*** Provided text
# What do you think of this text message?



## t10eml (Nov 30, 2012)

I recall while I was sitting with my STBXW once and she got a text message from a "female" friend (according to the contact name) that said:

"All of a sudden want to meet up. Want to open you up wide!"

To which she laughed and replied to this "female" friend, "What are you talking about?"


----------



## Kasler (Jul 20, 2012)

Its dubious but not enough by itself. I myself have had many inside jokes with friends before but nonetheless, if something unsettles you, time to do a little phone snooping. 

By unsettle I mean slight suspicion.

If you're like hearing a man's voice on the phone and shes saying its a female or something like that then its time to get full steam ahead on the digging.


----------



## dogman (Jul 24, 2012)

t10eml said:


> I recall while I was sitting with my wife once and she got a text message from a "female" friend (according to the contact name) that said:
> 
> "All of a sudden want to meet up. Want to open you up wide!"
> 
> To which she laughed and replied to this "female" friend, "What are you talking about?"


Truthfully, I don't believe it's a female and I think it's a sexting situation that is ready to escalate to a meeting. I think it came through at an inopportune time with you there and she played dumb.
Often a cheater will store the name of the other person as a female friend. 

You need to fill in more detail for the people on this forum to help you navigate this situation.
Are ther other signs that make you wonder? 
Do you and your wife have a healthy sex life?
Is she out without you much?
Does she have time that's unaccounted for?
Has she started acting strange in the recent past?


----------



## hotsthrnmess (Dec 5, 2012)

t10eml said:


> I recall while I was sitting with my STBXW once and she got a text message from a "female" friend (according to the contact name) that said:
> 
> "All of a sudden want to meet up. Want to open you up wide!"
******
_Set problem A_: How would you put this sentence from the thread about the suspicious text message into Spanish: "Often a cheater will store the name of the other person as a female friend."
_Set problem B_: Could you carry on the thread about the suspicious text message from the point where it stops?
The records are separate from the thread about the suspicious text message.
*** Entries provided
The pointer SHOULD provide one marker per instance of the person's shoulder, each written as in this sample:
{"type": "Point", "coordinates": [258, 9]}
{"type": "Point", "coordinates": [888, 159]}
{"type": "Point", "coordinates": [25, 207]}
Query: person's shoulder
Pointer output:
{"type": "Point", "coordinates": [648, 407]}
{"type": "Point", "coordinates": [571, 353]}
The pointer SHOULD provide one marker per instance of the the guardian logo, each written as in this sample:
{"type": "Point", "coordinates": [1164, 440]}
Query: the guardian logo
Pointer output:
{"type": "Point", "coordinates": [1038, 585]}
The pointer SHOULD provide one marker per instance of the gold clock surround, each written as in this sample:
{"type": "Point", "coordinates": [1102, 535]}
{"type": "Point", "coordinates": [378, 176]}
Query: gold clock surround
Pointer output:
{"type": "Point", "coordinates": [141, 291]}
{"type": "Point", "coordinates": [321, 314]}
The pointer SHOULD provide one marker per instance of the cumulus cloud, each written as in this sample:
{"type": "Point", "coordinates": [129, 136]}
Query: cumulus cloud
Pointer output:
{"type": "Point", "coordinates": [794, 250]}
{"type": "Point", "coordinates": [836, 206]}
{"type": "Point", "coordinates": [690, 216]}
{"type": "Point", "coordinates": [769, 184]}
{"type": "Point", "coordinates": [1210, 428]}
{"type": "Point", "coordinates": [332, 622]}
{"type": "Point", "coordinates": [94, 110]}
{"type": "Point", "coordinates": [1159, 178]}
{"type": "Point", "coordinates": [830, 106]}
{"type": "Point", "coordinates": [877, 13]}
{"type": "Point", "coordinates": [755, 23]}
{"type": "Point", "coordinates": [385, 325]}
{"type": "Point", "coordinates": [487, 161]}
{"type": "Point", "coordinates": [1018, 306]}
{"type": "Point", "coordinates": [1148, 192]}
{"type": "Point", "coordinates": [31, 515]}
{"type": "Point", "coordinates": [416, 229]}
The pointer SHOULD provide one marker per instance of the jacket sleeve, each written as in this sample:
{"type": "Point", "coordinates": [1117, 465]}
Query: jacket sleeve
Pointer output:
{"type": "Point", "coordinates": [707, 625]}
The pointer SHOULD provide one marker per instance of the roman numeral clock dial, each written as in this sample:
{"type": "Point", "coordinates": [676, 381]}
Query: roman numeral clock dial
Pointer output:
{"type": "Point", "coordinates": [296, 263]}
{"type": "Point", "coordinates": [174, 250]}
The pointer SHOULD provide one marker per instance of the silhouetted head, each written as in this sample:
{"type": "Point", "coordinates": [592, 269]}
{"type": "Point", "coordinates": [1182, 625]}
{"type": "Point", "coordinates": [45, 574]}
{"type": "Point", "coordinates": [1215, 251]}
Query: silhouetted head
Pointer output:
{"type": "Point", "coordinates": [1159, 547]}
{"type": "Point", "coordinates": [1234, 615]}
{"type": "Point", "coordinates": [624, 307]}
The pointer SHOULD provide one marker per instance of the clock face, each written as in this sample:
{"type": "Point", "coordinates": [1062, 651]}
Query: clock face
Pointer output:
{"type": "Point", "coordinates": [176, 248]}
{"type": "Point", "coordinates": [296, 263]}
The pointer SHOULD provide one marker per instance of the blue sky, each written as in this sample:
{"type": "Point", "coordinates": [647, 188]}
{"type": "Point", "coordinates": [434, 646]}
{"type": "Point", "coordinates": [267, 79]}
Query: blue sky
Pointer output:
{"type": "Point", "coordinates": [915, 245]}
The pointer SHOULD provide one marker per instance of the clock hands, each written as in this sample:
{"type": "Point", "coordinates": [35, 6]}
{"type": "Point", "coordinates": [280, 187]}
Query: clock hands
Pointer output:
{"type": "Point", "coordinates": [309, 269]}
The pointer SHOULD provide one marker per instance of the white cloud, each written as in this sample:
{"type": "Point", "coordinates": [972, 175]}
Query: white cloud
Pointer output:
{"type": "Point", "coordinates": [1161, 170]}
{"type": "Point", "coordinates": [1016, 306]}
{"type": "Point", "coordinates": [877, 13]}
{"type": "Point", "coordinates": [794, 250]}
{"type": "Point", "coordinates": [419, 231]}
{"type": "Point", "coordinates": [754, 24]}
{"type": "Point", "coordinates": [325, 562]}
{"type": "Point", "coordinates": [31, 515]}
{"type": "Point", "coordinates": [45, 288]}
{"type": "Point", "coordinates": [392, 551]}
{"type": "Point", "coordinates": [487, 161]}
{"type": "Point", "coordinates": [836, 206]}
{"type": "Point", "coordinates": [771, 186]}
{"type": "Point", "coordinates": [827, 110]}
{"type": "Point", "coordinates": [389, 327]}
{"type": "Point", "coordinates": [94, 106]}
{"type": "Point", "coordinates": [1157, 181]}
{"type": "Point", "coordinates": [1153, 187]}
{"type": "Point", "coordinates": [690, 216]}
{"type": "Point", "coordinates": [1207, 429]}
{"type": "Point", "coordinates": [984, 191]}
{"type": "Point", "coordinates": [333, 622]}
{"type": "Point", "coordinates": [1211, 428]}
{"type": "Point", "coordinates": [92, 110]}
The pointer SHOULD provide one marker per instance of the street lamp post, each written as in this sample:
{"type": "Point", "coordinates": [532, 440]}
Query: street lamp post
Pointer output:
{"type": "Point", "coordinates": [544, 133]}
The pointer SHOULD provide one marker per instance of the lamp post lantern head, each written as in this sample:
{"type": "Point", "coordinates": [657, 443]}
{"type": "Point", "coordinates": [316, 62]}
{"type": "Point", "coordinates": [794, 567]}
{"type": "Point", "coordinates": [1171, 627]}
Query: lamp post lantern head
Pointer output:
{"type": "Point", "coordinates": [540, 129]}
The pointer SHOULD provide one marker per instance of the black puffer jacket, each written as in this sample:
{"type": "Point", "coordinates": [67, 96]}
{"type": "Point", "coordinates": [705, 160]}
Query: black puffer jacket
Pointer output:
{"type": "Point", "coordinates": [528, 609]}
******
_Written response A_: A menudo, una persona infiel guarda el nombre de la otra persona como si fuera una amiga.

_Written response B_:
> 
> To which she laughed and replied to this "female" friend, "What are you talking about?"


I think it's a little weird to say something like that to a female friend, to be honest. Maybe my mind is in the gutter, but the last sentence has a sexual tone to it. 

I'd be a bit suspicious.


----------



## Will_Kane (Feb 26, 2012)

t10eml said:


> I recall while I was sitting with my STBXW once and she got a text message from a "female" friend (according to the contact name) that said:
> 
> "All of a sudden want to meet up. Want to open you up wide!"
> 
> To which she laughed and replied to this "female" friend, "What are you talking about?"


Could be an inside joke? Or a guy?

How long ago do you recall this happened?


----------



## Shamwow (Aug 15, 2011)

Hmm...I'd call the number from a pay phone (if you can still find one), or at least a number in no way tied to you. You'll probably get voicemail, should tell you all you need to know. If they answer, you'll have your answer, and just say wrong number and hang up.

Or you can pay 5-10 bucks on a reverse phone lookup and there's a 50/50 chance you'll get info in who it's registered to.
_Posted via Mobile Device_


----------



## Shamwow (Aug 15, 2011)

If that contact is deleted from her contacts or if the phone is now locked, time to be more suspicious. But don't confront until you at least know if she was lying about who the contact was.
_Posted via Mobile Device_


----------



## arbitrator (Feb 13, 2012)

Sorry! But is just screams as being from a man rather than a woman, strictly for its sexual connotation. Can't really see a woman sending a message such as that! 

At best, it more than sounds suspicious! Fastly time to play Sherlock Holmes!


----------



## Tony55 (Jun 8, 2012)

If she was my soon to be ex wife, I wouldn't care.

T


----------



## t10eml (Nov 30, 2012)

Tony55 said:


> If she was my soon to be ex wife, I wouldn't care.
> 
> T


I agree. But we aren't getting a divorce because of an affair, it's for other reasons. Since we've now firmly decided on a divorce, she's been acting completely evasive about what she plans to do after a separation which has aroused my suspicion and has my mind racing back to events such as this.


----------



## I'mInLoveWithMyHubby (Nov 7, 2011)

Weird text. I have to say that my friends would not text me anything like that. Or question a meet up even if its been years since we've seen each other. Sounds like a male text.


----------



## keko (Mar 21, 2012)

Yea the open you up wide part seems quite obvious.



Shamwow said:


> Hmm...I'd call the number from a pay phone (if you can still find one), or at least a number in no way tied to you. You'll probably get voicemail, should tell you all you need to know. If they answer, you'll have your answer, and just say wrong number and hang up.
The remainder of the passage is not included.